* **SHORT EXERCISE**:
Could you put every line of the material below into a numbered list, skipping any blank lines and leaving the pictures out?

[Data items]
-- Begin --
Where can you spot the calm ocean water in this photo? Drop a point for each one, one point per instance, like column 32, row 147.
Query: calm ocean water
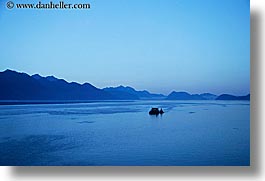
column 123, row 133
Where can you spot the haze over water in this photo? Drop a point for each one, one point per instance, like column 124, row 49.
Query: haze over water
column 123, row 133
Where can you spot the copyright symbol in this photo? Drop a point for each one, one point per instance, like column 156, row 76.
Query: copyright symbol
column 10, row 4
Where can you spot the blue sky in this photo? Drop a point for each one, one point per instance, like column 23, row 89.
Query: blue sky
column 158, row 45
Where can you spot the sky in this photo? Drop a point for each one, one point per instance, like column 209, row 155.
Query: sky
column 157, row 45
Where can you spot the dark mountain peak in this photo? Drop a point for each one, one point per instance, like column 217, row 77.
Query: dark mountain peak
column 233, row 97
column 37, row 76
column 51, row 78
column 8, row 71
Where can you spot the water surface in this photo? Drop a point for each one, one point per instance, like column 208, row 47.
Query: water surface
column 122, row 133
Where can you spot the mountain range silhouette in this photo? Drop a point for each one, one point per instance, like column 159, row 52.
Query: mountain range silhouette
column 21, row 86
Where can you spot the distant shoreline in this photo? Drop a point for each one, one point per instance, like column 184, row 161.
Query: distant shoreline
column 38, row 102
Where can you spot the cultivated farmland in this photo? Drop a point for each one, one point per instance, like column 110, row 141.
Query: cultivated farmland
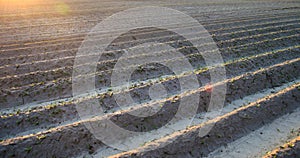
column 258, row 42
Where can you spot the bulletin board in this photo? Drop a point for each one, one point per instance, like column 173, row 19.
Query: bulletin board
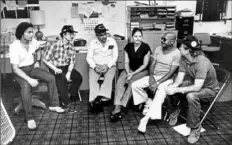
column 17, row 9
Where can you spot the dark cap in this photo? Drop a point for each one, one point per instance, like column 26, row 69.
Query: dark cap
column 68, row 28
column 190, row 41
column 100, row 28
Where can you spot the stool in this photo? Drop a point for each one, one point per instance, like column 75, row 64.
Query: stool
column 79, row 94
column 34, row 102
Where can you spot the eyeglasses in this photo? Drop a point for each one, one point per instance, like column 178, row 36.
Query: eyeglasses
column 71, row 34
column 164, row 39
column 101, row 27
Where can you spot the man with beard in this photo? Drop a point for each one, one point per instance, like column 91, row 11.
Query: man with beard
column 165, row 62
column 102, row 56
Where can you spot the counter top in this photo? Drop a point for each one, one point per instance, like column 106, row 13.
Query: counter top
column 223, row 35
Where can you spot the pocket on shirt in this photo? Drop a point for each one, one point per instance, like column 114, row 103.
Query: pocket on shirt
column 56, row 56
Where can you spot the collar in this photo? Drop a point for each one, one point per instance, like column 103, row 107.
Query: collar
column 62, row 44
column 193, row 62
column 97, row 41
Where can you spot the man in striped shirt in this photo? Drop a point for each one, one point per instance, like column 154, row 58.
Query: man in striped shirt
column 60, row 59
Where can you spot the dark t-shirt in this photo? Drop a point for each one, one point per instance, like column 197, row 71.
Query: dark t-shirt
column 200, row 68
column 136, row 58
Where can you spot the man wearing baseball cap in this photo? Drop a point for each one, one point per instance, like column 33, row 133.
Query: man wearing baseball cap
column 60, row 59
column 102, row 56
column 201, row 83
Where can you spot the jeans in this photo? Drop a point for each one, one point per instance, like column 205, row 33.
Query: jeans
column 106, row 87
column 26, row 89
column 194, row 103
column 123, row 93
column 62, row 84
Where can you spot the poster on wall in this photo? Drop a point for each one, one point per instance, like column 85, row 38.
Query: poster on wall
column 16, row 9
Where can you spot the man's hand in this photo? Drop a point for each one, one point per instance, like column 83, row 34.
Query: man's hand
column 151, row 80
column 153, row 87
column 36, row 64
column 98, row 69
column 171, row 90
column 129, row 76
column 68, row 75
column 33, row 82
column 57, row 71
column 105, row 68
column 101, row 69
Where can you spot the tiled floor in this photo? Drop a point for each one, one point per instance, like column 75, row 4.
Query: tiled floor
column 85, row 127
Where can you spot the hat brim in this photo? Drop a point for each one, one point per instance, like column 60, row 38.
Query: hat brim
column 180, row 41
column 70, row 32
column 102, row 31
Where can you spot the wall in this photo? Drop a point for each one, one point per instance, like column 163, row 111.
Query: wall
column 57, row 14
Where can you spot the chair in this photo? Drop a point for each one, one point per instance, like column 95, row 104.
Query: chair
column 7, row 129
column 35, row 100
column 223, row 77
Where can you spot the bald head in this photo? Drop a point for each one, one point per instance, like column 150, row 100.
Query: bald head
column 170, row 35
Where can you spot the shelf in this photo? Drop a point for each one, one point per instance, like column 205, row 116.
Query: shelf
column 138, row 19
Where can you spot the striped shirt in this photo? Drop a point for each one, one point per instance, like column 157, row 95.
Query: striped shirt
column 59, row 54
column 165, row 61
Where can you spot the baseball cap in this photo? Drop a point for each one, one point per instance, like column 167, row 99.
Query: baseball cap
column 100, row 28
column 190, row 41
column 68, row 28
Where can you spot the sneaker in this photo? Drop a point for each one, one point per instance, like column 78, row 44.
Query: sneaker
-- End --
* **RESPONSE FOR THIS EXERCISE**:
1. Where can you spot the calm ocean water in this photo? Drop a point for each one, one point per instance, like column 32, row 147.
2. Query: calm ocean water
3. column 123, row 133
4. Where can you spot the haze over water in this photo? Drop a point for each one, one point per instance, like column 124, row 49.
5. Query: haze over water
6. column 123, row 133
7. Where can you spot the copyright symbol in this photo? Drop a point for each one, one point per instance, like column 156, row 76.
8. Query: copyright symbol
9. column 10, row 4
10. Where can you spot the blue sky in this photo? Drop a point for each one, one point per instance, like column 23, row 89.
11. Query: blue sky
12. column 158, row 45
13. Where can you spot the sky in this photo? Drop a point for each one, one point per instance, like column 209, row 155.
14. Query: sky
15. column 157, row 45
16. Where can you spot the dark mountain peak in this photo? Drop a point for each one, one point per instance, like column 217, row 77.
17. Query: dark mountain peak
18. column 233, row 97
19. column 37, row 76
20. column 51, row 78
21. column 8, row 71
22. Where can you spot the water surface in this photo? Drop a point for each one, one point per instance, like column 208, row 47.
23. Query: water surface
24. column 122, row 133
25. Where can you spot the mountain range silhouette in this photo? Drop a point for each one, one point per instance, like column 159, row 52.
26. Query: mountain range silhouette
27. column 21, row 86
28. Where can you spot the distant shoreline in this photo? Drop a point for each one, one point per instance, like column 184, row 161.
29. Query: distant shoreline
30. column 38, row 102
31. Where can you spot the cultivated farmland in this photo? Drop a point for each one, one point per instance, like column 110, row 141.
32. Query: cultivated farmland
33. column 258, row 42
34. Where can you spot the bulletin board in this photo? Drop a point for each one, one point per instance, like column 173, row 19.
35. Query: bulletin board
36. column 17, row 9
37. Where can you spot the dark cap in this photo? Drop a point for each one, one point per instance, like column 26, row 69.
38. Query: dark cap
39. column 68, row 28
40. column 190, row 41
41. column 100, row 28
42. Where can you spot the stool in this photo? Drop a point for each one, one point per instance, like column 75, row 64.
43. Query: stool
44. column 79, row 94
45. column 34, row 102
46. Where can you spot the eyeglasses in this photo? Drop a point for each one, one point per instance, like column 178, row 36.
47. Query: eyeglasses
48. column 71, row 34
49. column 164, row 39
50. column 101, row 27
51. Where can you spot the man with beard in this photo? Drop a point for each one, one point per instance, like column 91, row 11.
52. Query: man with beard
53. column 165, row 62
54. column 102, row 56
55. Where can you spot the counter top in this photo? Drop a point for each one, one point per instance, like column 106, row 13.
56. Query: counter top
57. column 223, row 35
58. Where can you spot the pocket on shirt in this photo? Drop a point for each one, one point per instance, like column 114, row 103.
59. Query: pocket on shirt
60. column 56, row 56
61. Where can you spot the collar in this photo? Drop a point for each one, one point per instance, like column 103, row 107.
62. Query: collar
63. column 62, row 44
64. column 193, row 62
65. column 97, row 41
66. Where can you spot the man in striped shirt in this photo? Drop a point for each one, one point per instance, like column 154, row 58.
67. Query: man in striped shirt
68. column 60, row 59
69. Where can you spot the dark t-shirt in this photo? Drop a point for each one, one point per instance, like column 197, row 71.
70. Query: dark t-shirt
71. column 200, row 68
72. column 136, row 58
73. Where can you spot the man wearing baseball cap in this photo? Drop a point for each one, one point per instance, like column 33, row 133.
74. Query: man wearing baseball cap
75. column 60, row 59
76. column 102, row 56
77. column 201, row 83
78. Where can you spot the jeans in this photo? Drop a point for each one, one point per instance, like column 205, row 33.
79. Query: jeans
80. column 106, row 87
81. column 26, row 89
82. column 194, row 103
83. column 123, row 93
84. column 62, row 84
85. Where can you spot the poster on wall in this photo? Drop a point for each one, one point per instance, like column 85, row 38.
86. Query: poster on wall
87. column 16, row 9
88. Where can you spot the man's hand in this photo? Drop a point for each one, one point per instance, like column 83, row 34.
89. Query: man's hand
90. column 151, row 80
91. column 153, row 87
92. column 36, row 64
93. column 98, row 69
94. column 171, row 90
95. column 129, row 76
96. column 68, row 75
97. column 33, row 82
98. column 57, row 71
99. column 105, row 68
100. column 101, row 69
101. Where can you spot the tiled floor in this photo? Drop a point for each one, one point per instance, like column 75, row 4.
102. Query: tiled floor
103. column 85, row 127
104. Where can you spot the hat brim in this photo? Drop a point for each one, one point per instance, like column 60, row 38.
105. Query: hat brim
106. column 180, row 41
107. column 70, row 32
108. column 102, row 31
109. Where can you spot the wall in this photo? Drop a point for each one, one point per instance, like column 163, row 111.
110. Query: wall
111. column 57, row 14
112. Where can you spot the chair in this photo? Drop a point for each one, one point per instance, like column 95, row 104.
113. Query: chair
114. column 7, row 129
115. column 35, row 100
116. column 223, row 77
117. Where can you spot the bald head in this photo? Drop a point for each one, one point per instance, like column 150, row 100.
118. Query: bald head
119. column 170, row 35
120. Where can you spot the shelf in this photo? Drop a point for each one, one point per instance, like column 205, row 116.
121. Query: shelf
122. column 138, row 19
123. Where can you spot the striped shirt in this photo? Drop a point for each one, one point per instance, like column 157, row 95.
124. Query: striped shirt
125. column 59, row 54
126. column 165, row 61
127. Where can you spot the baseball cap in this photo? Drop a point for each one, one point per instance, like column 167, row 99.
128. Query: baseball cap
129. column 100, row 28
130. column 190, row 41
131. column 68, row 28
132. Where can you spot the sneaker in this photo? Drop a point for each one, one point per instance, like column 78, row 44.
133. Query: sneaker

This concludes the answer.